##### Given data
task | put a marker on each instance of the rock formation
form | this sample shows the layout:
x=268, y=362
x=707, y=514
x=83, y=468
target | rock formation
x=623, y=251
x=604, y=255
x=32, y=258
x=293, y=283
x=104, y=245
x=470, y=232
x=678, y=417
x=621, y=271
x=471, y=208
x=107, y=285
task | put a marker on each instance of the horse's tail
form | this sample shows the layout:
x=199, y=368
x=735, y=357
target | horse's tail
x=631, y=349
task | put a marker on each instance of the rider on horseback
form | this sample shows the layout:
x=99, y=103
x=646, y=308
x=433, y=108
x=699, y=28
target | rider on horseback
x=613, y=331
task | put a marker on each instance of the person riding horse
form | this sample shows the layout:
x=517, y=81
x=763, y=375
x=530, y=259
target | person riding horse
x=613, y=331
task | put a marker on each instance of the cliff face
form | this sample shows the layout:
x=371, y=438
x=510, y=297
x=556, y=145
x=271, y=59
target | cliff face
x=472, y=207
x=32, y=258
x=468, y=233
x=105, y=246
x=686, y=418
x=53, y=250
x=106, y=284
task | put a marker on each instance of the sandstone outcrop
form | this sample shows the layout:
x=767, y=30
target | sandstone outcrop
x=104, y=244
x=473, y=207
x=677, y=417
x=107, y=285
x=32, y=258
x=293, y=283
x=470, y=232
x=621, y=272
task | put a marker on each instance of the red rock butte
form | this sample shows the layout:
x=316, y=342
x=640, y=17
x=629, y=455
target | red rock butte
##########
##### Given data
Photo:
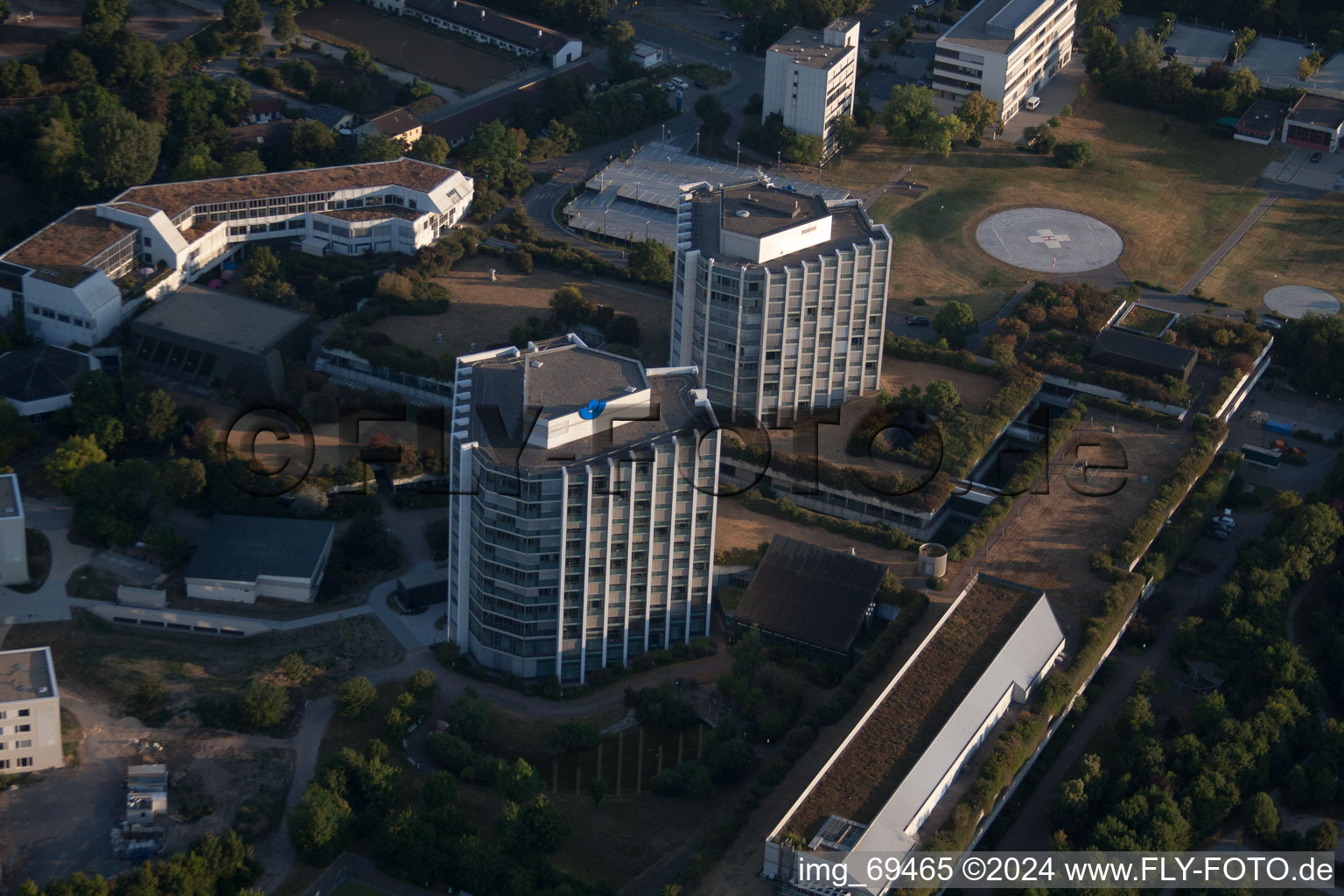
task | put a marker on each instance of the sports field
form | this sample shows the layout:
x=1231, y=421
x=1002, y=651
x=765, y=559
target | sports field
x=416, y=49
##########
Required action
Each line holding the word "instance" must be copied from the data.

Response to the exercise
task | put a marker on each instance of the rock formation
task | put a marker on each instance of the horse's tail
task | put a marker on each instance of the rider on horseback
task | put a marker on each instance of the person riding horse
task | put a marker on each instance of the cliff face
task | put a marker on each instance of the sandstone outcrop
task | put a marker on each instance of the red rock butte
task | put a marker on each instance of the sports field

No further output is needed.